**Task:** Write out the data below exactly as it appears, from the line that contains "Batch annotation spec — target class: beige floor" through the line that contains "553,218,567,233", both included, and nothing else.

**Material for this task:**
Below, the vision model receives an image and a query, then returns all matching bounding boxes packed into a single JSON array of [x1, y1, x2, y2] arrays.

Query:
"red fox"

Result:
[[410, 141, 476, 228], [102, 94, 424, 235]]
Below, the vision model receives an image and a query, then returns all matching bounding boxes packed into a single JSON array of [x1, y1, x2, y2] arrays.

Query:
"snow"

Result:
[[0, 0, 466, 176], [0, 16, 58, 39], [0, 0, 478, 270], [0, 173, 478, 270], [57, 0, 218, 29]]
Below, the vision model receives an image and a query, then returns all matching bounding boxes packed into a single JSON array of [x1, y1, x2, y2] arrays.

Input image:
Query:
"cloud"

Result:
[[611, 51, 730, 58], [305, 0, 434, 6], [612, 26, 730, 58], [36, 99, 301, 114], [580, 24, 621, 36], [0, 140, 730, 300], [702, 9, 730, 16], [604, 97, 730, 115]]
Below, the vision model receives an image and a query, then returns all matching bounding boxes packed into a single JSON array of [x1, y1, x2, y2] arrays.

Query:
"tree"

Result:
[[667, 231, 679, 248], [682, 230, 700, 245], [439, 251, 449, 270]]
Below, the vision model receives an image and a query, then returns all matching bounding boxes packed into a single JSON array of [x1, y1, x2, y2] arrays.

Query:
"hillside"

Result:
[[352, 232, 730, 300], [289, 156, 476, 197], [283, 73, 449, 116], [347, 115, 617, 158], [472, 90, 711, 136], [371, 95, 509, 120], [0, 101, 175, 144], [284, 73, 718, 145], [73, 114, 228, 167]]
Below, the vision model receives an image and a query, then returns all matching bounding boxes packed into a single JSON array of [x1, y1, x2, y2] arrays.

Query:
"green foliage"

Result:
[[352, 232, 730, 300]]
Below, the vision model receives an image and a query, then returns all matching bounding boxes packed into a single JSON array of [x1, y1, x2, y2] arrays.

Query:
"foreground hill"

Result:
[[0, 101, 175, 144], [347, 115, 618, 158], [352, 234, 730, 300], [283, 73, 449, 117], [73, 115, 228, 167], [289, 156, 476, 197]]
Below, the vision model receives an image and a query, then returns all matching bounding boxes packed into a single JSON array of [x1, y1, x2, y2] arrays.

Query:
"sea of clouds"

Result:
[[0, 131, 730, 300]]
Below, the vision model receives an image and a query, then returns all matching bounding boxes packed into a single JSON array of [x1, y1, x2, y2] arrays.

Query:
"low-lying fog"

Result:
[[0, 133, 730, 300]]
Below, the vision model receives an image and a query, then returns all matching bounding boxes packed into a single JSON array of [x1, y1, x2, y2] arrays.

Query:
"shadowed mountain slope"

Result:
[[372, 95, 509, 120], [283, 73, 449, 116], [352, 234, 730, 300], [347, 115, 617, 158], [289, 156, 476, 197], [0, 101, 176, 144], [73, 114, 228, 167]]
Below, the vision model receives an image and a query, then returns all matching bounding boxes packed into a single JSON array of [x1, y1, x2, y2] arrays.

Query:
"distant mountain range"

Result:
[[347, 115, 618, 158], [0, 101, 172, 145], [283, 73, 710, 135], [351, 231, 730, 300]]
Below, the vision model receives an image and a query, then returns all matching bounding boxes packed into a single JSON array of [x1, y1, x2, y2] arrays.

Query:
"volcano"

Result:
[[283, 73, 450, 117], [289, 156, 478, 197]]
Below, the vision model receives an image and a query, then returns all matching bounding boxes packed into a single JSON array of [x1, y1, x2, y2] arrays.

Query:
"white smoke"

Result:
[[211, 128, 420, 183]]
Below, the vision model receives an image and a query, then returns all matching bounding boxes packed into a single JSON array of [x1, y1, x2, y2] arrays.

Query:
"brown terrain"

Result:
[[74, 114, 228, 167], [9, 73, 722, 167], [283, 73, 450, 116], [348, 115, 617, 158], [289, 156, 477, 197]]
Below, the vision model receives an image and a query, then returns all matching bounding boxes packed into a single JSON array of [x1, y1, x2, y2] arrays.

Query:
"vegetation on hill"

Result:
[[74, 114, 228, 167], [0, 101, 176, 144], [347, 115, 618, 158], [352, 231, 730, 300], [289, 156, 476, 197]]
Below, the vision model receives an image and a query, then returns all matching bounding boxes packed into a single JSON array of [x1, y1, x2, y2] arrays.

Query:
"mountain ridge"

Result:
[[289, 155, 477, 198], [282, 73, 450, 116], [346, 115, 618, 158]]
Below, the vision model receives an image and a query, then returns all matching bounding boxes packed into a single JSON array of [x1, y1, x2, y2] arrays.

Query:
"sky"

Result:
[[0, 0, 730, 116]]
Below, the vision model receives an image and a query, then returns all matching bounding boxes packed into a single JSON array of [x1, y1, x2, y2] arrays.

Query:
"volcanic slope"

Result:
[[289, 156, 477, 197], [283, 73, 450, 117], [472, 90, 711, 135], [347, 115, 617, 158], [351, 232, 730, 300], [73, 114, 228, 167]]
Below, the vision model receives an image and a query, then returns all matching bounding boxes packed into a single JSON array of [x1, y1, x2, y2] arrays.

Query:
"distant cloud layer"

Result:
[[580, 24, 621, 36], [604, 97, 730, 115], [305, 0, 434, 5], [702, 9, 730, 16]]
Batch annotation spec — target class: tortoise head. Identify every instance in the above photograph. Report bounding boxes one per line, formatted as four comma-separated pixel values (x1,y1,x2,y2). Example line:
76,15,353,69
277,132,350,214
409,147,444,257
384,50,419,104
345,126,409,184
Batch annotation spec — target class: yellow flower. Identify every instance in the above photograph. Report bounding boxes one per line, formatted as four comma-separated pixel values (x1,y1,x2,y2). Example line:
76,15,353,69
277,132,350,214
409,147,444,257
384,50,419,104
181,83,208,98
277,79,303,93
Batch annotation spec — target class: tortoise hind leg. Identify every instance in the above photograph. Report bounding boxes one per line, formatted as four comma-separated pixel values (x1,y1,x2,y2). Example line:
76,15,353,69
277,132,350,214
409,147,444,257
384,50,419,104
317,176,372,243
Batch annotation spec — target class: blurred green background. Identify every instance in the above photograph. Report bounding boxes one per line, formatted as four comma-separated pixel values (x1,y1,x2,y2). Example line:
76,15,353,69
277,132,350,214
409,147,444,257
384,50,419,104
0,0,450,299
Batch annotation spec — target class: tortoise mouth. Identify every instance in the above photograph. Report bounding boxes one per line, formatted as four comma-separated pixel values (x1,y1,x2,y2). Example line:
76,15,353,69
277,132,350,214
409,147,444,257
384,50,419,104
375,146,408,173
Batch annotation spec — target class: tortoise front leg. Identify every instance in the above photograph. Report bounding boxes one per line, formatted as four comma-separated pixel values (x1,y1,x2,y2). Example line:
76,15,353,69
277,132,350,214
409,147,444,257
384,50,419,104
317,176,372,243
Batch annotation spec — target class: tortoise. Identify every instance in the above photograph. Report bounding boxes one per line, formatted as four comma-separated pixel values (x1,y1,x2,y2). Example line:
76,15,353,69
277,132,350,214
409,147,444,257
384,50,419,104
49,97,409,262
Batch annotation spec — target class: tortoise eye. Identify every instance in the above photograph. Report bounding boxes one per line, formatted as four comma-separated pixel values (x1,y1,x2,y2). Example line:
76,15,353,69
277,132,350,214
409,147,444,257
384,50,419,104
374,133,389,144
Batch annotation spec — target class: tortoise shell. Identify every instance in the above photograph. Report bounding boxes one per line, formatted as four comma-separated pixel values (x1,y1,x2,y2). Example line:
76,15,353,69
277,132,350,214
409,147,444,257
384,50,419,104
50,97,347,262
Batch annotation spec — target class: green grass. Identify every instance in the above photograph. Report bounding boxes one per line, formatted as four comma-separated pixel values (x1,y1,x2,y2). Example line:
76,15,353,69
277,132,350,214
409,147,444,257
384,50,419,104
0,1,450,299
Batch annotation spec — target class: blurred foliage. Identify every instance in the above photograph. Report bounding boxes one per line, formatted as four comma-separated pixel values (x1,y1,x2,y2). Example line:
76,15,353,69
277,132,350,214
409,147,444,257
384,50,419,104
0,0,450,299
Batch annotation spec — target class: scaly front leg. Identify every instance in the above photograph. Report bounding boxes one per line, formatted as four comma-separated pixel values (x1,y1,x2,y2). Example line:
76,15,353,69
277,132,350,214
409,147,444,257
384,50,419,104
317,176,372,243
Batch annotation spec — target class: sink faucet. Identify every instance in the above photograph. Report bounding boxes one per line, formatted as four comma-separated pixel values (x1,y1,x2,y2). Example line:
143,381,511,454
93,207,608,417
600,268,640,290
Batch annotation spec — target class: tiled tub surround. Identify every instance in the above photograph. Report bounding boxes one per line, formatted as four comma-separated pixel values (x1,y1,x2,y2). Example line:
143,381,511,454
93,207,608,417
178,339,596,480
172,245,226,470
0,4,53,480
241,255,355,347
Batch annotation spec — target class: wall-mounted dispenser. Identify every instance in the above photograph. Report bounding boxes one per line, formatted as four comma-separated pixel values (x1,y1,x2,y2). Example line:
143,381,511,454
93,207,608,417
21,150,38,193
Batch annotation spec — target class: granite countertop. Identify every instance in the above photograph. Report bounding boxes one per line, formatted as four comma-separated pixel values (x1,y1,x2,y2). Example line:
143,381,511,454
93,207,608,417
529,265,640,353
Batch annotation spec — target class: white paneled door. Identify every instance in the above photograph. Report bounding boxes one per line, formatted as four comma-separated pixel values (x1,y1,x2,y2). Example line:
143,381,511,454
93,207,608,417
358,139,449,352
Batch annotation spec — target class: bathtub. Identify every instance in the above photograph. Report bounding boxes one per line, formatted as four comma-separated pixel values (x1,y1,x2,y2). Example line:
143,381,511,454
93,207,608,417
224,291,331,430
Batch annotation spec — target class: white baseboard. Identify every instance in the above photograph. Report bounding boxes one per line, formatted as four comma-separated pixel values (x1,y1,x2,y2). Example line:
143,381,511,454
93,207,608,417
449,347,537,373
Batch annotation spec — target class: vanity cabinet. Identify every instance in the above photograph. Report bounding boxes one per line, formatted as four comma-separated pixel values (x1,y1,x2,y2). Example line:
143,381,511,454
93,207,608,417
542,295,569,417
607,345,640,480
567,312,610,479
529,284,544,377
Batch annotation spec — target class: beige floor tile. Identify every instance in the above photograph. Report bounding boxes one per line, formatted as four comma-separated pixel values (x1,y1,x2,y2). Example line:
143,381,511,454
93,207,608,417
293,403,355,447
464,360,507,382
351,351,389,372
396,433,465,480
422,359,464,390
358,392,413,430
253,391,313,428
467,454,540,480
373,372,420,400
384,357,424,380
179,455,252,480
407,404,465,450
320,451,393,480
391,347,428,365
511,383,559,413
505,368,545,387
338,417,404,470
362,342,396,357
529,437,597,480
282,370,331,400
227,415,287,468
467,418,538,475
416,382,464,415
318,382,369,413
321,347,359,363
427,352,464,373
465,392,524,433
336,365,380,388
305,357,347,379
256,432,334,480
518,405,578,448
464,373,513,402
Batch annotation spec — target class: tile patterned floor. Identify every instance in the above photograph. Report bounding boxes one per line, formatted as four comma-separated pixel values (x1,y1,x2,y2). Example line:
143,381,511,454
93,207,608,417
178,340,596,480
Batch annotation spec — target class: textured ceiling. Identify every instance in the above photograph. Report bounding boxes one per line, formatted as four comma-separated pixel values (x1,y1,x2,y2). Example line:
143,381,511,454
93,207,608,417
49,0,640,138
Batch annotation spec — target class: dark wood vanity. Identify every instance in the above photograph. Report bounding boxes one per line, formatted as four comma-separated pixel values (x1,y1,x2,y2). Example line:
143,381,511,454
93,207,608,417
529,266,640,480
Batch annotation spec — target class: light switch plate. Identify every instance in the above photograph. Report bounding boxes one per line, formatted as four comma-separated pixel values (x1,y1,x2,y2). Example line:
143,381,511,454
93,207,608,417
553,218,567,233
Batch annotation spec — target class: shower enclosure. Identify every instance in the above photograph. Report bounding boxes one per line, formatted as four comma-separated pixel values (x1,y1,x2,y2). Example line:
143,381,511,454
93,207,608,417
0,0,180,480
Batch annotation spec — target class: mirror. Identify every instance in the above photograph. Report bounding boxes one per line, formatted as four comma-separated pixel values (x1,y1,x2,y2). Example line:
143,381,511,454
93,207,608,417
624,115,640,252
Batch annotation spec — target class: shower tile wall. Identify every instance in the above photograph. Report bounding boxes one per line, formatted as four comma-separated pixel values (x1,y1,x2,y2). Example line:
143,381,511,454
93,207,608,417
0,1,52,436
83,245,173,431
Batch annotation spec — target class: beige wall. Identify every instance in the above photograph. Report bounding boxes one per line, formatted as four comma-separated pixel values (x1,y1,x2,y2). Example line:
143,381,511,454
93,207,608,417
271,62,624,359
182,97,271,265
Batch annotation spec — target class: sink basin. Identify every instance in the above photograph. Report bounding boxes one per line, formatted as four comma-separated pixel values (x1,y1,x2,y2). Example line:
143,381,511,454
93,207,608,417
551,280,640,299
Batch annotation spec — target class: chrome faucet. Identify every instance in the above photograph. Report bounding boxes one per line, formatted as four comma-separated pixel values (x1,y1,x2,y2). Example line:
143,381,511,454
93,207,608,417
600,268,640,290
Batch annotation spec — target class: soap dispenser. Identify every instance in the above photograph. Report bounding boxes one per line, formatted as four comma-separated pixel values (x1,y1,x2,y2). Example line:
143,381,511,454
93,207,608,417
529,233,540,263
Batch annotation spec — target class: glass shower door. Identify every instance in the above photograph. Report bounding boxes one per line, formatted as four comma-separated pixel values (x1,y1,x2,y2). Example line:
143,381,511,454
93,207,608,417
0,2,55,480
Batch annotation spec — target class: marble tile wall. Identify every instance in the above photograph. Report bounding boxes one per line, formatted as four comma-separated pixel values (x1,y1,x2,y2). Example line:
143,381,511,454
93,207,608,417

**Solved exercise:**
Batch annotation spec — target class: beige floor tile. Identify every instance in the above photograph. Report bounding boxes one per line, formatted as four comma-separated pixel values (x1,y1,x2,y2). Example line:
143,381,511,454
93,207,608,417
293,403,355,447
464,360,507,382
351,351,389,372
396,433,465,480
422,359,464,390
358,392,413,430
253,391,313,428
467,454,540,480
373,372,420,400
384,357,424,380
179,455,252,480
407,404,465,450
320,451,393,480
391,347,428,365
511,383,559,413
505,368,545,387
338,417,404,470
362,342,396,357
529,437,597,480
282,370,331,400
227,415,287,468
467,418,538,475
416,382,464,415
318,382,369,413
321,347,359,363
427,352,464,373
465,392,524,433
336,365,380,388
305,357,347,379
256,432,334,480
518,405,578,448
464,373,513,402
Batch annotation spec — target class: tile patterned floor. Identify every instance in the above photograph. Report bounding boxes one per line, formatted as four comma-separated pixel values (x1,y1,x2,y2). Example line:
143,381,511,454
93,207,608,417
178,340,596,480
Batch annotation spec — target class: textured ceiling. Identify every instance in the above photograph. Report bounding boxes one per line, formatted as four comma-separated pixel values (x1,y1,x2,y2). Example line:
143,381,511,454
93,207,608,417
49,0,640,138
Batch annotation spec — target class: dark wood vanity. Identify every instance in the above photograph. Report bounding boxes one per line, formatted as four comma-separated pixel values (x1,y1,x2,y2). Example line:
143,381,511,454
93,207,608,417
529,266,640,480
Batch annotation spec — target class: light switch plate. Identify every instance in the above photograph. Report bounding boxes one per line, formatted as four comma-separated pixel values (x1,y1,x2,y2). Example line:
143,381,511,454
93,207,608,417
553,218,567,233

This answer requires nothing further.